_INSTRUCTION:_
Copy out every record below with complete accuracy.

━━━━━ DATASET CONTENT ━━━━━

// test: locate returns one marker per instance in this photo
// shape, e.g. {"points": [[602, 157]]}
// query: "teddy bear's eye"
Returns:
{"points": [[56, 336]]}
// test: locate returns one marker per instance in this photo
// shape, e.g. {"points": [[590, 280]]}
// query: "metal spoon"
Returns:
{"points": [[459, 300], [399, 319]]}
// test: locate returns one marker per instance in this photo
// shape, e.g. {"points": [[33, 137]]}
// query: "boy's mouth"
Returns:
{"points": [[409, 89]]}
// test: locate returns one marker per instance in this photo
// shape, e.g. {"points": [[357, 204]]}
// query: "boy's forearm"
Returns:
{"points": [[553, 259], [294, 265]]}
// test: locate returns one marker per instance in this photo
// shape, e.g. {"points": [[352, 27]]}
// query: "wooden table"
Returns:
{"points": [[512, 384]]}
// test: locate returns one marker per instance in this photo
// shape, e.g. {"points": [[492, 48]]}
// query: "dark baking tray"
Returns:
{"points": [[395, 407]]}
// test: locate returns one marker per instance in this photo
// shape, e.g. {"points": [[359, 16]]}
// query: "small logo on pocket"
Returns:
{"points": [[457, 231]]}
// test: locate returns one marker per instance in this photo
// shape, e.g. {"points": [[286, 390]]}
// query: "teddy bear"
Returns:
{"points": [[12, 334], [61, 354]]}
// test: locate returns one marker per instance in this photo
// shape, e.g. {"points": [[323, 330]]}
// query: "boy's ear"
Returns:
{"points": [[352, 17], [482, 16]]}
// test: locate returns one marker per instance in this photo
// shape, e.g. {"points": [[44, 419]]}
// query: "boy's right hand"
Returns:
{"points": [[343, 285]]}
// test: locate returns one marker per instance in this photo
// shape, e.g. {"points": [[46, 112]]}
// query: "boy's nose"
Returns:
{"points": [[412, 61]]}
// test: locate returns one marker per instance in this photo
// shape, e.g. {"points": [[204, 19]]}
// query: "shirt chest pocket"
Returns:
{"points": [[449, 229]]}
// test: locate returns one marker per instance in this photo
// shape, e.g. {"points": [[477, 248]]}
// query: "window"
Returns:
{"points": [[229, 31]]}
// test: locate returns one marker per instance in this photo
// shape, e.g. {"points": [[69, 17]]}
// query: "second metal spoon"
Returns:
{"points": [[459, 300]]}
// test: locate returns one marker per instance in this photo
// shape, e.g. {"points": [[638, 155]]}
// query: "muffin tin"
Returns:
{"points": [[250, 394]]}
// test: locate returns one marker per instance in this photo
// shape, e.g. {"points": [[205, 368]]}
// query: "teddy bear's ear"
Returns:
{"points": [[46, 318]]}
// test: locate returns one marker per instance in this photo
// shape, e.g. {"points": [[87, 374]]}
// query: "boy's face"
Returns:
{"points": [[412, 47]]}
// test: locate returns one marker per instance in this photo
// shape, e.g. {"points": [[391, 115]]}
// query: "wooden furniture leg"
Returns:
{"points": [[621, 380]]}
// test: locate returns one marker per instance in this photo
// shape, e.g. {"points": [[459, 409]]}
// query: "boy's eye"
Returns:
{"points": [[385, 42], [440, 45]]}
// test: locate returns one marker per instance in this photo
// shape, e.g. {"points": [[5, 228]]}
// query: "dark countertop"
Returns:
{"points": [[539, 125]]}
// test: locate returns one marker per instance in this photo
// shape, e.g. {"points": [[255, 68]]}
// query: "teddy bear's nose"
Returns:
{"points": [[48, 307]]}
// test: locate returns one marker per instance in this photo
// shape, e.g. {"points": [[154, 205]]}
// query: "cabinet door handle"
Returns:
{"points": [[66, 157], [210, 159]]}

━━━━━

_RESULT:_
// test: locate returns one marker per instance in this photo
// shape, e.g. {"points": [[602, 157]]}
// query: "teddy bear's eye"
Returns:
{"points": [[56, 336]]}
// test: locate returns one marker per instance in this photo
// shape, e.g. {"points": [[590, 280]]}
// query: "metal spoon"
Returns:
{"points": [[459, 300], [399, 319]]}
// test: locate returns one marker per instance in this photo
// shape, e.g. {"points": [[33, 137]]}
// query: "boy's mouth"
Returns:
{"points": [[409, 89]]}
// test: locate returns one marker per instance in this photo
// shape, e.g. {"points": [[357, 204]]}
// query: "boy's forearm"
Returns:
{"points": [[553, 259], [294, 265]]}
// test: locate returns one marker per instance in this photo
// shape, e.g. {"points": [[352, 27]]}
// query: "wooden table"
Returns:
{"points": [[512, 384]]}
// test: locate returns one marker per instance in this photo
// shape, e.g. {"points": [[492, 48]]}
// query: "dark baking tray"
Returns:
{"points": [[395, 407]]}
// test: locate returns one marker per instance in this photo
// shape, e.g. {"points": [[359, 16]]}
// query: "small logo on pocket"
Returns:
{"points": [[457, 231]]}
// test: locate returns one marker per instance in this photo
// shape, e.g. {"points": [[286, 390]]}
// query: "teddy bear"
Returns:
{"points": [[12, 334], [61, 354]]}
// test: locate returns one marker per instance in this photo
// shape, e.g. {"points": [[323, 330]]}
// query: "boy's ear"
Returns:
{"points": [[352, 17], [482, 16]]}
// test: locate returns one marker per instance in this photo
// shape, e.g. {"points": [[44, 419]]}
// query: "boy's right hand"
Returns:
{"points": [[343, 285]]}
// test: locate returns one marker per instance in this photo
// shape, e.g. {"points": [[46, 112]]}
// query: "boy's nose"
Returns:
{"points": [[412, 61]]}
// test: locate returns one marker per instance in this photo
// shape, e.g. {"points": [[204, 19]]}
// query: "shirt chest pocket"
Returns:
{"points": [[449, 229]]}
// test: locate returns one marker per instance in this photo
// shape, e.g. {"points": [[477, 248]]}
// query: "window"
Returns:
{"points": [[229, 31]]}
// test: locate returns one marker per instance in this photo
// shape, e.g. {"points": [[69, 17]]}
// query: "second metal spoon"
Returns:
{"points": [[459, 300]]}
// test: locate returns one marker per instance in this photo
// shape, e.g. {"points": [[638, 155]]}
// query: "muffin tin"
Returns:
{"points": [[250, 394]]}
// test: locate returns one marker per instance in this photo
// shape, e.g. {"points": [[205, 368]]}
// query: "teddy bear's ear"
Returns:
{"points": [[46, 318]]}
// test: locate returns one marker per instance in this photo
// shape, e.g. {"points": [[87, 374]]}
// query: "boy's face"
Returns:
{"points": [[412, 47]]}
// test: locate returns one marker per instance in this photo
// shape, e.g. {"points": [[391, 115]]}
// query: "wooden furniture leg"
Returns:
{"points": [[621, 380]]}
// test: locate returns one marker per instance in this photo
// shape, e.g. {"points": [[459, 409]]}
// query: "boy's eye"
Returns:
{"points": [[385, 42], [440, 45]]}
// test: locate returns one marker per instance in this photo
// shape, e.g. {"points": [[5, 228]]}
// query: "dark countertop"
Returns:
{"points": [[539, 125]]}
// test: locate returns one marker per instance in this photo
// shape, e.g. {"points": [[255, 68]]}
// query: "teddy bear's nose"
Returns:
{"points": [[48, 307]]}
// test: locate returns one marker per instance in this photo
// shape, e.g. {"points": [[154, 205]]}
// query: "cabinet door handle"
Returns:
{"points": [[66, 157], [210, 159]]}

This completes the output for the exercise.